PASSAGE GIVEN:
+ + + +

The National Aptitude Test in Architecture (NATA), is conducted by National Institute of Advanced Studies in Architecture (NIASA), which is a body of Council of Architecture, New Delhi in India. The National Aptitude Test in Architecture is a national level examination for admission to undergraduate courses in architecture. The test measures the aptitude of applicants for a specific field of study in areas like drawing and observation skills, sense of proportion, aesthetic sensitivity and critical thinking, qualities that have been acquired over a long period of time and that are related to architecture.

NATA or the JEE Mains Paper 2 exam are prescribed by the Council of Architecture as a compulsory criterion for taking admission to any Architectural College or course in India.

Scheme of examination 

 National Aptitude Test in Architecture (NATA) is being conducted by the Council of Architecture at national level for admission to 5 year B.Arch Degree Course at all recognized institutions across India. 
 NATA scores are used by admissions authorities of different Government, Govt. Aided & Unaided schools / colleges of Architecture. 
 The test measures drawing and observation skills, sense of proportion, aesthetic sensitivity and critical thinking ability. 
 The test is in two parts: The first part is a paper based drawing test and the second part is an online test with multiple choice questions on Physics, Chemistry, Mathematics and General Aptitude Test.
Nata is held as a one day examination, twice a year, across the country.
The Duration of Nata exam is of 3 hours and total marks for the exam is out of 200.
Aspiring candidates can register themselves on http://nata.in/ by filling in the Nata online application forms.

+ + + +

DATA RECORDS:
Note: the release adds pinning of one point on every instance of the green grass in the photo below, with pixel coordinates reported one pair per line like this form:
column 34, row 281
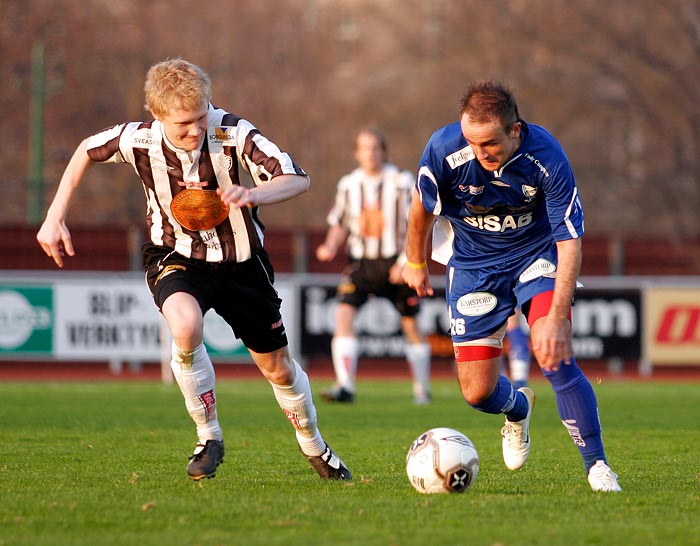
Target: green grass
column 103, row 464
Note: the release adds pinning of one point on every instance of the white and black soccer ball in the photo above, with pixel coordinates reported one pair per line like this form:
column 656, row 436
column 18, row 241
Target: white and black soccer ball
column 442, row 460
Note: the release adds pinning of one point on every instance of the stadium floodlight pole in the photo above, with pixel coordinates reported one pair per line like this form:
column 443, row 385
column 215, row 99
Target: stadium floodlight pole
column 35, row 181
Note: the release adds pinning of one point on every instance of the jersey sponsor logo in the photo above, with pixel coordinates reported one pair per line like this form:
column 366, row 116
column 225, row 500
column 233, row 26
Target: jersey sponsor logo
column 539, row 268
column 476, row 304
column 473, row 190
column 537, row 163
column 144, row 139
column 491, row 222
column 224, row 135
column 460, row 158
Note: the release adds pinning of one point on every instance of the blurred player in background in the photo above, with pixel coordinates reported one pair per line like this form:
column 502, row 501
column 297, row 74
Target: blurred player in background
column 370, row 214
column 206, row 245
column 519, row 354
column 511, row 224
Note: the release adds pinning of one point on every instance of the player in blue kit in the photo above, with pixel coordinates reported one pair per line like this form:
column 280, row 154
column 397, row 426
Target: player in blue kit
column 509, row 227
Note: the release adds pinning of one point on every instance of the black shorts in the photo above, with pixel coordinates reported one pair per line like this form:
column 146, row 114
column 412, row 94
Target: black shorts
column 242, row 293
column 363, row 278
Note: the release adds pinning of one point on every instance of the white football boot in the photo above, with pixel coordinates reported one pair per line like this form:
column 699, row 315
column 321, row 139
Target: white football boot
column 516, row 435
column 602, row 478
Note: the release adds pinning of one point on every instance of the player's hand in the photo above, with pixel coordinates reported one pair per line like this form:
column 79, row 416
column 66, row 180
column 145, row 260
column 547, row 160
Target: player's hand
column 324, row 253
column 551, row 342
column 396, row 274
column 55, row 240
column 237, row 196
column 418, row 279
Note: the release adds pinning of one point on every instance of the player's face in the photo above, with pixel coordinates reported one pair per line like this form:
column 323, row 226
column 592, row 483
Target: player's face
column 490, row 142
column 185, row 129
column 368, row 153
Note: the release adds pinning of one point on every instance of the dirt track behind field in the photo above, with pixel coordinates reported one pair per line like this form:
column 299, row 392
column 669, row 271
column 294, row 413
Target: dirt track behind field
column 321, row 369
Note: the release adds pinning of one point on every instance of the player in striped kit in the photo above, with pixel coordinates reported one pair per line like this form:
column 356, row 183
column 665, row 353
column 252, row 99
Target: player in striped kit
column 369, row 214
column 206, row 245
column 505, row 197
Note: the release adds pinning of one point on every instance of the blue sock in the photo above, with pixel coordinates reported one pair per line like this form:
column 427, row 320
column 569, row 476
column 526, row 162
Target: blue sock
column 578, row 410
column 519, row 344
column 504, row 399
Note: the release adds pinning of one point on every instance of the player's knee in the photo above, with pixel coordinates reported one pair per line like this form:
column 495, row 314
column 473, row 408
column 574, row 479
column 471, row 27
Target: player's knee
column 277, row 368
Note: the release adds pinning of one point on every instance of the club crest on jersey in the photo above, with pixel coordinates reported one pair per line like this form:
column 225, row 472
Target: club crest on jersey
column 224, row 135
column 460, row 158
column 539, row 268
column 529, row 192
column 476, row 304
column 473, row 190
column 225, row 161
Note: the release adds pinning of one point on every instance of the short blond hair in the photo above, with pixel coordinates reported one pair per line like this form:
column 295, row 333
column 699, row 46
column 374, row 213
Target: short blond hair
column 176, row 84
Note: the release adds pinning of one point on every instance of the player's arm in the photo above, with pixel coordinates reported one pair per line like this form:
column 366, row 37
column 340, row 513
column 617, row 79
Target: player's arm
column 53, row 235
column 415, row 271
column 552, row 342
column 281, row 188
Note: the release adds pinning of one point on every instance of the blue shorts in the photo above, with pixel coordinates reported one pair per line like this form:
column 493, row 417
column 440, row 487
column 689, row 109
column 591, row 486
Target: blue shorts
column 481, row 300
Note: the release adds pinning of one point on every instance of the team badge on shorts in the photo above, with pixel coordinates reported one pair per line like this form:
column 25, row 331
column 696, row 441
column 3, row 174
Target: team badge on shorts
column 539, row 268
column 476, row 304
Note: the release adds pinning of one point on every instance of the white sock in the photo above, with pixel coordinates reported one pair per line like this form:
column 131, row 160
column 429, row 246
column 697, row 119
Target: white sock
column 344, row 351
column 298, row 405
column 418, row 356
column 195, row 376
column 519, row 370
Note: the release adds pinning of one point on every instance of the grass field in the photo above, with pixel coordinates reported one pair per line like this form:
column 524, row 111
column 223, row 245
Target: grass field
column 103, row 464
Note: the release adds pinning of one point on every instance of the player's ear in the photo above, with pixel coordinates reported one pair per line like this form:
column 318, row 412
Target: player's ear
column 515, row 131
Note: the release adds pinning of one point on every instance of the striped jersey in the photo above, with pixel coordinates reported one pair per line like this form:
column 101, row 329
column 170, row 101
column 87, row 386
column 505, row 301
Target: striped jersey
column 229, row 144
column 374, row 210
column 484, row 217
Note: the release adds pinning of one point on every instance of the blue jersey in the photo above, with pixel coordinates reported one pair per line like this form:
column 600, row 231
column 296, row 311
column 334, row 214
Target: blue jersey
column 490, row 217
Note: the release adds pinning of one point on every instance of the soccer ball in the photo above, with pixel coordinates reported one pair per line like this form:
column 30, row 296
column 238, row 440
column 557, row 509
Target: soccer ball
column 442, row 460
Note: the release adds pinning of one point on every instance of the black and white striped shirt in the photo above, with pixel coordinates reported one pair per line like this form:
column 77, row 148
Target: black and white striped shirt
column 389, row 194
column 230, row 142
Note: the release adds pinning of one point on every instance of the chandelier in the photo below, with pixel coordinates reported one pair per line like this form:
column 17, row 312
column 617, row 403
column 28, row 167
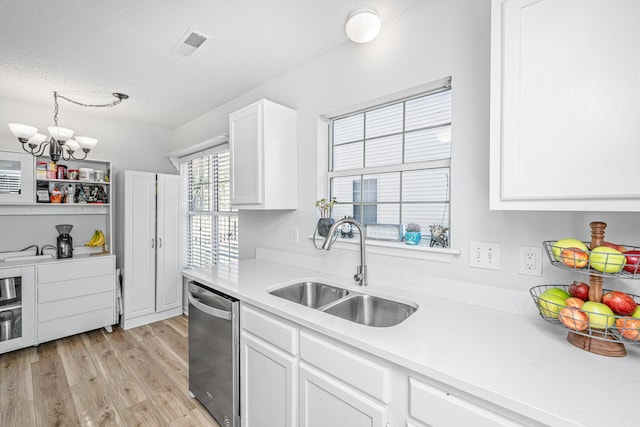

+ + + +

WRITTEN TASK 1: Rewrite the NATA passage from "NATA scores are" up to and including "out of 200.", putting "two times a year" in place of "twice a year".
WRITTEN TASK 2: Give the lines of the records from the line with "the player's arm" up to and including the line with "column 281, row 188" as a JSON list of strings, one string per line, with blank lines left out.
The NATA passage and the records come from unrelated sources.

FULL ANSWER 1:
NATA scores are used by admissions authorities of different Government, Govt. Aided & Unaided schools / colleges of Architecture. 
 The test measures drawing and observation skills, sense of proportion, aesthetic sensitivity and critical thinking ability. 
 The test is in two parts: The first part is a paper based drawing test and the second part is an online test with multiple choice questions on Physics, Chemistry, Mathematics and General Aptitude Test.
Nata is held as a one day examination, two times a year, across the country.
The Duration of Nata exam is of 3 hours and total marks for the exam is out of 200.

FULL ANSWER 2:
[
  "Note: the release adds pinning of one point on every instance of the player's arm in the photo above, with pixel coordinates reported one pair per line like this form:",
  "column 366, row 37",
  "column 340, row 513",
  "column 617, row 79",
  "Target: player's arm",
  "column 53, row 235",
  "column 415, row 271",
  "column 552, row 342",
  "column 281, row 188"
]